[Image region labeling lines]
+ + + +

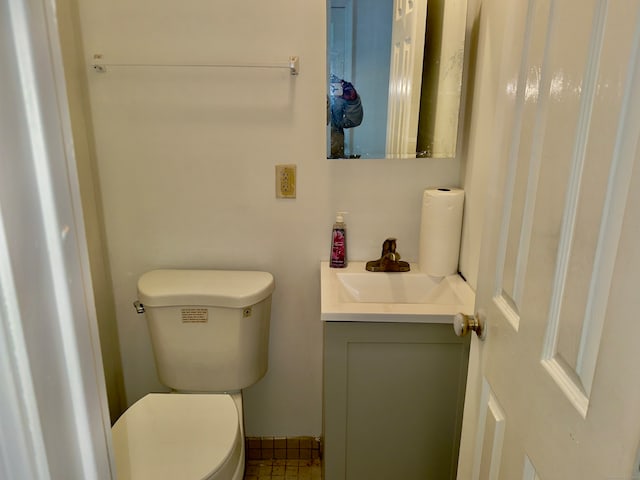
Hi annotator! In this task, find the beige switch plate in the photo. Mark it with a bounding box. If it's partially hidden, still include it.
[276,164,296,198]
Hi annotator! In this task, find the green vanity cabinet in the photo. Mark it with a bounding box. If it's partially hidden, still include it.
[323,322,470,480]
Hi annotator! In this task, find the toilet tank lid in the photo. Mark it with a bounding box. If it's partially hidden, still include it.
[138,269,275,308]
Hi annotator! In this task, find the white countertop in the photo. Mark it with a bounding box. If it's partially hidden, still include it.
[320,261,475,324]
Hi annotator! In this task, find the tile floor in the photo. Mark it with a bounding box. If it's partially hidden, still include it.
[244,459,322,480]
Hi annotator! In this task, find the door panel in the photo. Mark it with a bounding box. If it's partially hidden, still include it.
[459,0,640,480]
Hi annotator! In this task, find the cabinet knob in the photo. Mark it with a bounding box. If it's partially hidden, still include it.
[453,313,487,340]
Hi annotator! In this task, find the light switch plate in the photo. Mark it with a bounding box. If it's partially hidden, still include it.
[276,164,296,198]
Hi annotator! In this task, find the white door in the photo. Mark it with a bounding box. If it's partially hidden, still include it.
[458,0,640,480]
[386,0,427,156]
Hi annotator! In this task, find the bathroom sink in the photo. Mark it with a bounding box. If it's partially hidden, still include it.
[320,262,475,323]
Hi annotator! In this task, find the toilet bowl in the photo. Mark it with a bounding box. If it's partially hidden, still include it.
[112,393,244,480]
[112,270,275,480]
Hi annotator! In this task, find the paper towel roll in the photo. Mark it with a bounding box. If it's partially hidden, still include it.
[418,188,464,277]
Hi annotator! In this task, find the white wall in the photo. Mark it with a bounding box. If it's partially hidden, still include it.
[56,0,126,421]
[78,0,476,435]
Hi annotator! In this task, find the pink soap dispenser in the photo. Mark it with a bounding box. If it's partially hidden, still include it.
[329,212,347,268]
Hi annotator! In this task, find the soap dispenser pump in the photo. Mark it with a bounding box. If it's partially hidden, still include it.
[329,212,348,268]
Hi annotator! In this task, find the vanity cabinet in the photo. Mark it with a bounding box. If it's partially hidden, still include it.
[323,322,470,480]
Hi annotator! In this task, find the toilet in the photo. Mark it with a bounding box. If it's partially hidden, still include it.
[112,270,275,480]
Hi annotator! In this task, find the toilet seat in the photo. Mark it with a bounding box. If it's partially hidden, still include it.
[112,393,243,480]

+ + + +

### Task requirements
Duplicate all of the lines above word for word, omitting the pictures from your answer.

### Written response
Hi annotator! In this task, find the beige switch plate in the photo. Mark it with a bounding box. If it's partially hidden, still include it.
[276,164,296,198]
Hi annotator! In this task, find the green vanity cabinet in the photo. Mark it with a bounding box. If it's partially hidden, still include it.
[323,322,470,480]
Hi annotator! In this task, find the toilet tank lid in the photo. Mark it with a bounding box. If it's partially hidden, still include it.
[138,269,275,308]
Hi annotator! In this task, find the white countertop in the photo. Mark it with a bounding box. If it's partially hidden, still include it.
[320,261,475,324]
Hi annotator! In this task, find the tile floor in the photo. Mark it with a bounding box. If it's partially hidden, still include it.
[244,459,322,480]
Hi annotator! In this task, find the door panel in the photo. Mark it with a bounding box. If it's partially hidden, still include it.
[459,0,640,480]
Hi annotator! In this task, find the cabinet knob in the photo. Mark it with a bounding box. If it's partially hidden, still include it.
[453,313,487,340]
Hi annotator! In this task, find the light switch plate in the photo. Mark it with a bounding box. If it's partially hidden, still include it.
[276,164,296,198]
Hi annotator! In this task, find the white door in the photo. Mark it with a bounding box. If it's partially hidden, still include it.
[458,0,640,480]
[386,0,427,156]
Hi annotator! In this task, find the bathroom sink in the photo. Mark it with a bounding box. If it's partially hidden, still include it.
[320,262,475,323]
Hi annotator! In this task, find the toilet bowl in the photo. Mark it with a bounding box. If it's partially hidden, still include it.
[112,393,244,480]
[112,270,275,480]
Hi annotator! In this task, find the paper towel roll in the photo. Mark it with a bounding box. If it's partially hidden, still include it.
[418,188,464,277]
Hi annotator! In this task, find the white wall in the photo. Mark it with a bounding box. If it's partially hidden, still include it.
[56,0,126,421]
[78,0,476,435]
Hi annotator! In this task, find the pink soap dispenser in the photo. Mark it with a bounding box. If it's partially hidden, still include it.
[329,212,347,268]
Hi annotator! In this task, find the soap dispenser pump in the photo. Mark it with a bounding box. If it's partially hidden, still include it.
[329,212,348,268]
Hi annotator! In this task, find the vanity cabinet in the photo. Mark it with a bounding box. If it's partially hidden, still include it.
[323,322,470,480]
Hi annotator! In this task, find the toilet in the photo. Mark it with a bounding box. If it's partially hidden, still include it.
[112,270,275,480]
Hi annotator! In this task, find the toilet seat in the photo. Mark it with a bounding box. If it's partially hidden, still include it.
[112,393,243,480]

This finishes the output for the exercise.